DESCRIPTION OF THE TASK = Report every line of the records below that contains the word "white". Treat case as significant.

[Source data]
** START **

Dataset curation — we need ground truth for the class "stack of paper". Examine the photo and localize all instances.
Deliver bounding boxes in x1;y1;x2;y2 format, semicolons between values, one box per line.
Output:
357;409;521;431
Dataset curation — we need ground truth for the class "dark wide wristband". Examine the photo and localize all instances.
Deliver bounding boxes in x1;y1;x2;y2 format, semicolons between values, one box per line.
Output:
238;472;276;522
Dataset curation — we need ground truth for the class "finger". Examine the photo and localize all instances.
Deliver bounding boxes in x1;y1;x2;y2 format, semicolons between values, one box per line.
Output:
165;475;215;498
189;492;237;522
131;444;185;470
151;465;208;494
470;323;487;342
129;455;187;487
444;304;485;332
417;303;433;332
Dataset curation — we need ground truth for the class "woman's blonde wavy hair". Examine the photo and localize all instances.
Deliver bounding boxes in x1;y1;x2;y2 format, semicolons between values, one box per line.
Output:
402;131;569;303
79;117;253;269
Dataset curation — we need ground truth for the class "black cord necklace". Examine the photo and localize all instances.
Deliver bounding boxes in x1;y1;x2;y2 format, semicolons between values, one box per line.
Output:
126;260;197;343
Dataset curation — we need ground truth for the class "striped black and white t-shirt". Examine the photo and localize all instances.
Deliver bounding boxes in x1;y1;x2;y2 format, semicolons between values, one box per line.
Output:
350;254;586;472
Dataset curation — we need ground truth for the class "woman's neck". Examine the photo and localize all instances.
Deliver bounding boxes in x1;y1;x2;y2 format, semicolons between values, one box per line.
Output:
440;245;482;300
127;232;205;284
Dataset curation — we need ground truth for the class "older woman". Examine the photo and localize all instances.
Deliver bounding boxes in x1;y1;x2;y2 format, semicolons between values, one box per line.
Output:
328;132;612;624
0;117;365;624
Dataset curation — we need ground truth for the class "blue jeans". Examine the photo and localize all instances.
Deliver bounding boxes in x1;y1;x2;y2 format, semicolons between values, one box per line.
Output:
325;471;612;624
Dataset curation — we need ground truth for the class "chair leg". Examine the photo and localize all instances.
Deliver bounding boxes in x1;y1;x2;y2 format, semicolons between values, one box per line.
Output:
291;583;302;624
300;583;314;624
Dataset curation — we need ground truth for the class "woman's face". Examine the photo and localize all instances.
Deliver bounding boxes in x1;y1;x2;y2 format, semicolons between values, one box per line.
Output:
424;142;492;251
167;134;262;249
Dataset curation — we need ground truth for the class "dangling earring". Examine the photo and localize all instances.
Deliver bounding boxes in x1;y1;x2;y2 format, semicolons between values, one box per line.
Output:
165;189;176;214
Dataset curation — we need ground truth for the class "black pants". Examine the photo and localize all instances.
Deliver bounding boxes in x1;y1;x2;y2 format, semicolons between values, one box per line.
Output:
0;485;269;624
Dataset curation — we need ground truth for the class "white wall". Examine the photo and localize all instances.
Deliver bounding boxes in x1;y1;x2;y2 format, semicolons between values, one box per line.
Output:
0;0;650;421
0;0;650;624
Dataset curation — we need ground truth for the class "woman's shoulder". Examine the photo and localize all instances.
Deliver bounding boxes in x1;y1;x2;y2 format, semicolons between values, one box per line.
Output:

** END **

ANSWER TO THE EXERCISE =
Dataset curation — we need ground truth for the class "striped black and white t-shirt". Examine the photo and localize all instances.
Dataset curation — we need ground truth for the class "white wall". Examine the photo and localize all instances.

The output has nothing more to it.